# EXERCISE REQUIREMENTS:
Reproduce all of the items below word for word, without changing anything.
----------
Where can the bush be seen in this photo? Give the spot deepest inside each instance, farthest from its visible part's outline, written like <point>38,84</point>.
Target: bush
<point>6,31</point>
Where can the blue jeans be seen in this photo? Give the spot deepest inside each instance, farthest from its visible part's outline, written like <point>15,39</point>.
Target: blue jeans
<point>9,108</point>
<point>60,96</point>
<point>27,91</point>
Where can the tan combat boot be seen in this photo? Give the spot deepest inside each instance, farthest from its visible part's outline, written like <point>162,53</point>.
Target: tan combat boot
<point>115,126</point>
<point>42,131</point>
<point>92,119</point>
----------
# ANSWER TO THE EXERCISE:
Where can the bush be seen in this photo? Give the spot deepest inside each instance, farthest from its visible part's outline, written like <point>38,84</point>.
Target: bush
<point>6,31</point>
Where can the blue jeans be seen in this photo? Give the spot deepest inside each instance, farthest from its visible part's outline, written like <point>15,39</point>.
Target: blue jeans
<point>9,108</point>
<point>60,96</point>
<point>27,91</point>
Where can the tan combat boot be seen in this photo? Give the spot deepest inside each instance, farthest from its visible part's outline, written like <point>162,53</point>.
Target: tan combat boot
<point>115,126</point>
<point>42,131</point>
<point>92,119</point>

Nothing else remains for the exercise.